Losse bodem

Wie in rubber, suiker, katoen of zink wil beleggen, heeft niet alleen stalen zenuwen nodig, maar ook een degelijke kennis van de werking van de termijnmarkten.

Behalve voor goud en enkele andere edele metalen (platina, of zelfs zilver) gaat de fysieke verhandeling van tonnen zink of vaten petroleum de particuliere belegger uiteraard niet aan, al was het maar omwille van het opslagprobleem. Grondstoffen worden vandaag vooral op de termijnmarkt en de optie- en futuresmarkt verhandeld. Niet de producten zelf veranderen er van eigenaar, maar wel contracten, “papier” met de prijs, kwaliteit en de periode (termijn) waarin men die producten kan kopen of verkopen.

Op de termijnmarkt worden de posities niet dadelijk afgesloten, maar wel op een vooraf bepaalde datum. Speculanten verkopen en kopen die contracten voor de termijn is afgelopen, en wachten dus niet tot ze een “fysieke” hoeveelheid grondstoffen moeten leveren of kopen. En dat in tegenstelling tot professionelen die de grondstoffen ook daadwerkelijk moeten kopen of verkopen om hun onderneming draaiende te houden. Speculanten spelen in op de koersevolutie van het contract gedurende de looptijd.

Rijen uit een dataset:
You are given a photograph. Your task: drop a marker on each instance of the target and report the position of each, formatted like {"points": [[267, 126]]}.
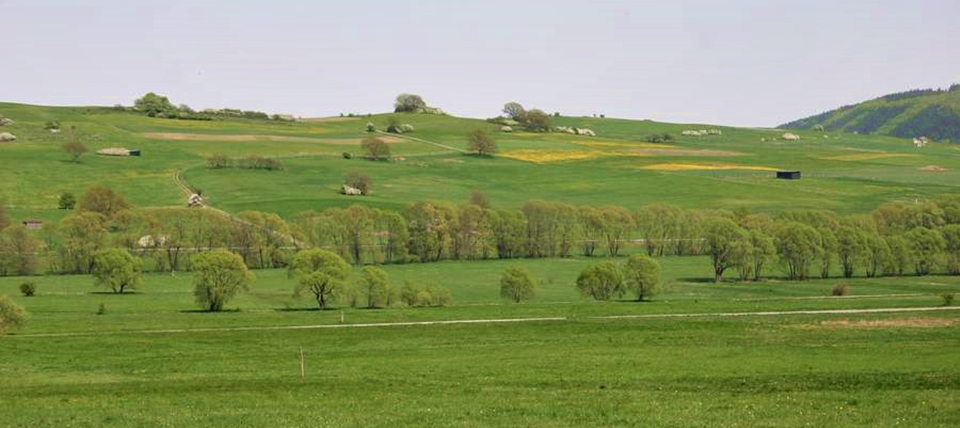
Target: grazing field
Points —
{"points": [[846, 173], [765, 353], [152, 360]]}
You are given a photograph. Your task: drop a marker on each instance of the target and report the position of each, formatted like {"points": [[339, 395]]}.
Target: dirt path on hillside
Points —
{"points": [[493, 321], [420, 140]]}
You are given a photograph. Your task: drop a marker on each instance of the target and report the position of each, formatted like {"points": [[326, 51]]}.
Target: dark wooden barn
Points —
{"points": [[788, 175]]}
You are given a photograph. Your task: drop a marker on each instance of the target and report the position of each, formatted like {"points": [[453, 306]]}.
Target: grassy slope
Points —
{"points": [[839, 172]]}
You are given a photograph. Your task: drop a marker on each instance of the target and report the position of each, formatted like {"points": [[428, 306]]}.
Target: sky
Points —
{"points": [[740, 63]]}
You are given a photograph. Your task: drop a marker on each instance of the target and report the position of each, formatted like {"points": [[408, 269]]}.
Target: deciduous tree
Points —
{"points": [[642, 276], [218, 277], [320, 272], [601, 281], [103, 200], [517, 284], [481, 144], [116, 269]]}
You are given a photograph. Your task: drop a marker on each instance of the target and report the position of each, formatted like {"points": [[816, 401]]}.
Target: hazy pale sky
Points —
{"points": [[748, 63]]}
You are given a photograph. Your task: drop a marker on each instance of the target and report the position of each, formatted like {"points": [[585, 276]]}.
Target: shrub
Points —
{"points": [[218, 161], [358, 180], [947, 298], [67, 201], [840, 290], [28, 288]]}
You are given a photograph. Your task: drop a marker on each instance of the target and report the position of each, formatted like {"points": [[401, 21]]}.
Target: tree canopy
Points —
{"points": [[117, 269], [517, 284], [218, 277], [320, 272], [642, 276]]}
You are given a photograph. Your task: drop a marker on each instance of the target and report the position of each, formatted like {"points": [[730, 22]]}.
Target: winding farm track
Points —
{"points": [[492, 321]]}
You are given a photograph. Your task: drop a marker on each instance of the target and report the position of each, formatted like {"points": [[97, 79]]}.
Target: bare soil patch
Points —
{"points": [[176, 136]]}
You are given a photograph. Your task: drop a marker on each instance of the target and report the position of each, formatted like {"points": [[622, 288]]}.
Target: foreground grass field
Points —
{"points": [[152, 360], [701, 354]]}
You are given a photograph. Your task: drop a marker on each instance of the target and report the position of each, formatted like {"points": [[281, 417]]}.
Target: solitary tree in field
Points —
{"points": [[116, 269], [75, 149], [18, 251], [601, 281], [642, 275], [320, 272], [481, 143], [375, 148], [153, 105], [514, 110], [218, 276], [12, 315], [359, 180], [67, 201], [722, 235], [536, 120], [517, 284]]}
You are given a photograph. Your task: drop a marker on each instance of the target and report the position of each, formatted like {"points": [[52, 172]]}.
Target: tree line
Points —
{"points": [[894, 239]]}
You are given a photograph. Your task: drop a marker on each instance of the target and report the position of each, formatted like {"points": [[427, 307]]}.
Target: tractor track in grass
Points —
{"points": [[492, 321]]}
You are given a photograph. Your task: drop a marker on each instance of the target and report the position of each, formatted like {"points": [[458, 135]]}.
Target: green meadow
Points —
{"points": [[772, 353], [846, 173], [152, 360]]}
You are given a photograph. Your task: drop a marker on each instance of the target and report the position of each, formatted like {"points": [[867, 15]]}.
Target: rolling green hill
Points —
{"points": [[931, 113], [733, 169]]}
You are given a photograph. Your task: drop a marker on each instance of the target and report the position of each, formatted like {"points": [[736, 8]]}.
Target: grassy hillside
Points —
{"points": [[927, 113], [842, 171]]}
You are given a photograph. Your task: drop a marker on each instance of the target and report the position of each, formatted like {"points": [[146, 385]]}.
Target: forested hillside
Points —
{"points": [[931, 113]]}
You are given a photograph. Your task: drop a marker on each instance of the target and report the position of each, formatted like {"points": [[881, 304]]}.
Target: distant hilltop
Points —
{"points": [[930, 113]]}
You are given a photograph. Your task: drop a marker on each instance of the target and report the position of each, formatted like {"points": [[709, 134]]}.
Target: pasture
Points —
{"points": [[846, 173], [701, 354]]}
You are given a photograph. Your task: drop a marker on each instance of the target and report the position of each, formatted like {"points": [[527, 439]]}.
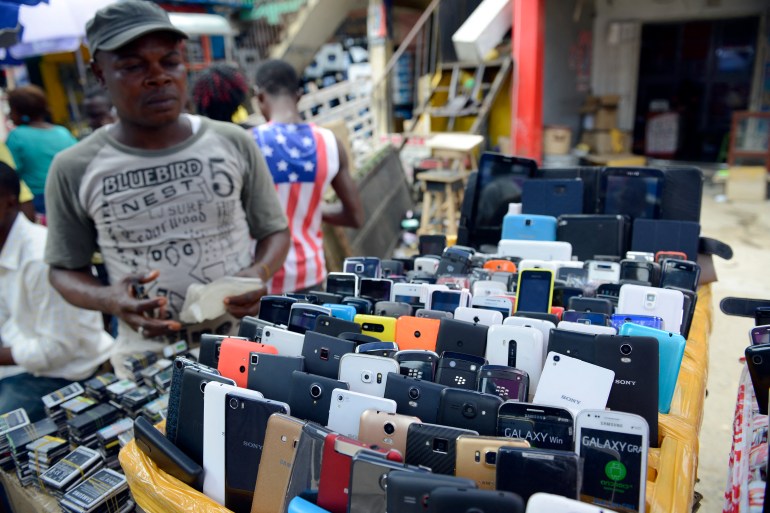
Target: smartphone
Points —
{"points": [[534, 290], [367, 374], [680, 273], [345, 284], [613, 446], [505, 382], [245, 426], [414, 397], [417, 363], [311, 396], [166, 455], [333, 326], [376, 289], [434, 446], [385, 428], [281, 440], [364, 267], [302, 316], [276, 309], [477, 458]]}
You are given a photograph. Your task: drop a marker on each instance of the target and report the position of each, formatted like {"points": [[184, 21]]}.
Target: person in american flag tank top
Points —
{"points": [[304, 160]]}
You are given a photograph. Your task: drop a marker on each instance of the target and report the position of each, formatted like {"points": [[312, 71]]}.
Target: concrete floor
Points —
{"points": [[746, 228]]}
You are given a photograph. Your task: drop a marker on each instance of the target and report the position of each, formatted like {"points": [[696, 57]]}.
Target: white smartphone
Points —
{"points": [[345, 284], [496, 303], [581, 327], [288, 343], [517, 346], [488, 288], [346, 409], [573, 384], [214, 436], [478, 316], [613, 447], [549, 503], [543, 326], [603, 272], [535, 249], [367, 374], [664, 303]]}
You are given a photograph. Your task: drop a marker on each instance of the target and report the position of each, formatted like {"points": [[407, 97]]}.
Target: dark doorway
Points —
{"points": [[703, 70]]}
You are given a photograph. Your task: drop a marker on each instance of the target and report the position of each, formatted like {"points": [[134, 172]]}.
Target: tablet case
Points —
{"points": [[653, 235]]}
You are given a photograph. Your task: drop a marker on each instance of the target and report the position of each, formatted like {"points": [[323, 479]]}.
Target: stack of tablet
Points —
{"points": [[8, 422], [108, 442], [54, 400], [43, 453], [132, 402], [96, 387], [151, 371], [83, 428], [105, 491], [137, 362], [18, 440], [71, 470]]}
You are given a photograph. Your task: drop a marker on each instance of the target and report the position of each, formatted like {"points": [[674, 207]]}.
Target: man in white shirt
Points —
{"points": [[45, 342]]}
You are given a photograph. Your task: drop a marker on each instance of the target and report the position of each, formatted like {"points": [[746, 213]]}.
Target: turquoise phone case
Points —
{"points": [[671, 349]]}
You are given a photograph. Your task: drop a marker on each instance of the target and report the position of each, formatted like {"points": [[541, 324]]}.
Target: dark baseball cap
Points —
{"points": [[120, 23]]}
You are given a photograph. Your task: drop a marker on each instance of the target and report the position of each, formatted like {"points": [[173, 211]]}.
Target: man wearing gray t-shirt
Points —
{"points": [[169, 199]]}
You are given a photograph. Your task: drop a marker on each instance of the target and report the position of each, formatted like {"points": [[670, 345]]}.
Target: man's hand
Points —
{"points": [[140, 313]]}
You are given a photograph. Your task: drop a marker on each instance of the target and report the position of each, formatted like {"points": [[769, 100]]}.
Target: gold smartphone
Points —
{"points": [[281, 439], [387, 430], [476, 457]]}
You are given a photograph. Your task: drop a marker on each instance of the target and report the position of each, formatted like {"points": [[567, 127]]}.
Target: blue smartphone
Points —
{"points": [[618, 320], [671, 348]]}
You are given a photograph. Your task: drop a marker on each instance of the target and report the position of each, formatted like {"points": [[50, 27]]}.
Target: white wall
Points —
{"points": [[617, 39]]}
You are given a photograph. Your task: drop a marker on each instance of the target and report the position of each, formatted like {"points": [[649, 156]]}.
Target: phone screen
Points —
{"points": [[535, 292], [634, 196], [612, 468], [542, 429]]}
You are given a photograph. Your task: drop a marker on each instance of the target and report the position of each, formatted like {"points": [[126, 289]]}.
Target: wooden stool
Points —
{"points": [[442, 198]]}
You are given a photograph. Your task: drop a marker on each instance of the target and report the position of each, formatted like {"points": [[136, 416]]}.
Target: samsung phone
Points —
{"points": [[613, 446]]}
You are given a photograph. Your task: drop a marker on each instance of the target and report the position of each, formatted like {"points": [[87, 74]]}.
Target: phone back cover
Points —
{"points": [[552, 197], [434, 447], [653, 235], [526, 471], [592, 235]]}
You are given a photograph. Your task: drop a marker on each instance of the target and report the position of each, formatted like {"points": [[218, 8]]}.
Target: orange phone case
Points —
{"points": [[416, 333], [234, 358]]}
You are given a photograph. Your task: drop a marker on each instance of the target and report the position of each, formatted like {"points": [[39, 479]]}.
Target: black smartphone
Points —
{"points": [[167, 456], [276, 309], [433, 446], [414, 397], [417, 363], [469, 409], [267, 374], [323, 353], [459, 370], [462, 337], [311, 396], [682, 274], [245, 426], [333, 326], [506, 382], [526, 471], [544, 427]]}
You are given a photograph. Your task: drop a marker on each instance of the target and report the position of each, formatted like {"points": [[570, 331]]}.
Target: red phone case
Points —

TE DOEN>
[1] Beantwoord met de tekst over grondstoffen de volgende vragen.
(a) Welke gegevens staan op de contracten die in plaats van de producten zelf van eigenaar veranderen?
(b) Welk probleem wordt genoemd als reden waarom de fysieke verhandeling de particuliere belegger niet aangaat?
(c) Op welk moment worden de posities op de termijnmarkt afgesloten?
[2] Noem alle grondstoffen die in de tekst over grondstoffen bij naam worden genoemd.

ANTWOORDEN PER OPDRACHT>
[1]
(a) De prijs, de kwaliteit en de periode (termijn) waarin men die producten kan kopen of verkopen.
(b) Het opslagprobleem.
(c) Op een vooraf bepaalde datum.

[2] Rubber, suiker, katoen, zink, goud, platina, zilver, petroleum